In the forum thread on grout removal below, copy word for word the passage starting with "Have seen some" and going on through "with installing tile?".
====== Passage provided
# Grout removal by mechanical methods & regrouts



## artinall (Aug 14, 2007)

Have removed grout, not a whole lot, but when I do it, has always been by hand. Mainly due to my concern over hitting a tile edge and potentially causing damage... no one seems to store spares that much!

I always work on ceramic, rarely on harder porcelain. But have also done large areas of setting clay pavers (on slab) in the past. 

The regrouts have been interiors. Baths. 

Have seen some of the newer oscillating tools that look pretty slick. *Are these relatively safe to the tile, meaning also are they easier to guide along the grout line, than say a dremel or other traditional rotary tool?* 

I've always thought the machines were best used to cut a major center line void to help with the hand saw/five-in-one tool or what have you basically as a way to relieve escape pressure. But I see others using this as a primary removal tool. 

Also, anyone have thoughts on making tile regrouts, cleaning and reseals a main line of business? Or do these almost always go hand in hand with installing tile? 

After hearing a quote while getting my car serviced at the Acura dealership (showroom 'grout clean and reseal' little over $3 K, which was by a national uniform/rug company that branched out into other areas - maybe this is something I could do, with my production detail-oriented approach)
============
====== Data listing
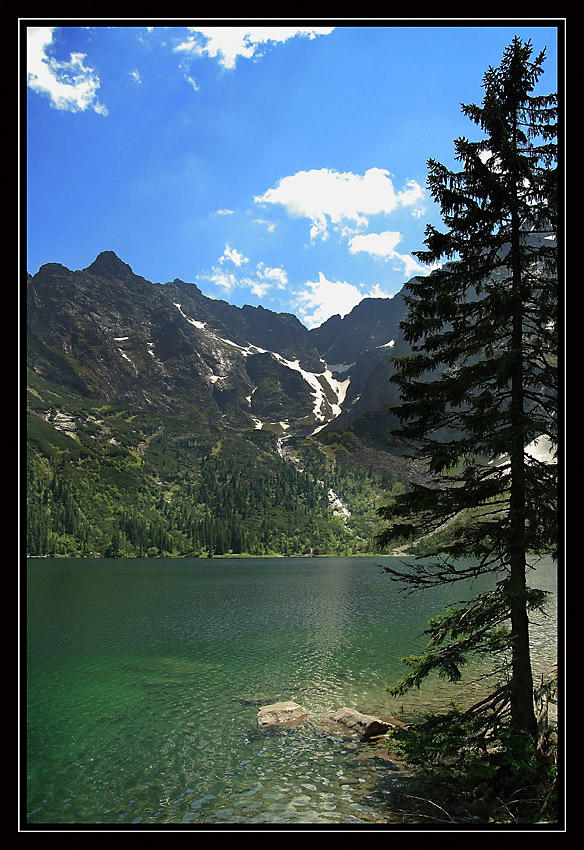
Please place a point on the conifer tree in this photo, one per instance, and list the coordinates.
(481, 382)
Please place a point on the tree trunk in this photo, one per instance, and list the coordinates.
(522, 703)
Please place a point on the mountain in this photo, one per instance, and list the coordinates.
(164, 423)
(112, 335)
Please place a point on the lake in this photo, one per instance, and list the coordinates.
(144, 680)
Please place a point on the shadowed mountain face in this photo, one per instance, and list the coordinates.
(111, 335)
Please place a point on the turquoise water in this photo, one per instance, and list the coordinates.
(145, 677)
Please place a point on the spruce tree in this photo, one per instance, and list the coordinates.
(480, 384)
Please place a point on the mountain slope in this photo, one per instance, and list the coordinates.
(110, 334)
(164, 423)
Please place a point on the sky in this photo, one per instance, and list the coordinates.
(274, 165)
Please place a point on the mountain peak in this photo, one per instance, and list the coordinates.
(108, 264)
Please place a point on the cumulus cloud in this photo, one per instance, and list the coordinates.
(383, 247)
(325, 197)
(228, 44)
(231, 254)
(378, 244)
(324, 298)
(259, 280)
(71, 86)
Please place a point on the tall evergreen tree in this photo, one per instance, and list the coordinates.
(481, 382)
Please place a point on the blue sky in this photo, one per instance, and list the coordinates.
(268, 164)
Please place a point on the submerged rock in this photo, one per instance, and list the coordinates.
(281, 712)
(365, 725)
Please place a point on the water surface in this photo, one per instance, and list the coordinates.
(145, 677)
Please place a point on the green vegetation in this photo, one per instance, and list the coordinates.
(479, 386)
(109, 481)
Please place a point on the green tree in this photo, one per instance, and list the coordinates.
(480, 384)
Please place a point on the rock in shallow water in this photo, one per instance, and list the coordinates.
(281, 712)
(364, 725)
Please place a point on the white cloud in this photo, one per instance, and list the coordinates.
(233, 255)
(325, 195)
(259, 282)
(275, 276)
(377, 244)
(382, 246)
(227, 44)
(71, 86)
(324, 298)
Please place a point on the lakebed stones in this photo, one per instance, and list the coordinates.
(281, 712)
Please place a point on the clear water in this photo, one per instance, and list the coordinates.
(145, 678)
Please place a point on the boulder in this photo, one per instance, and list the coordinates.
(365, 725)
(281, 712)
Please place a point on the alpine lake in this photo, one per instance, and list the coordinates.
============
• **Output for this task**:
Have seen some of the newer oscillating tools that look pretty slick. *Are these relatively safe to the tile, meaning also are they easier to guide along the grout line, than say a dremel or other traditional rotary tool?* 

I've always thought the machines were best used to cut a major center line void to help with the hand saw/five-in-one tool or what have you basically as a way to relieve escape pressure. But I see others using this as a primary removal tool. 

Also, anyone have thoughts on making tile regrouts, cleaning and reseals a main line of business? Or do these almost always go hand in hand with installing tile?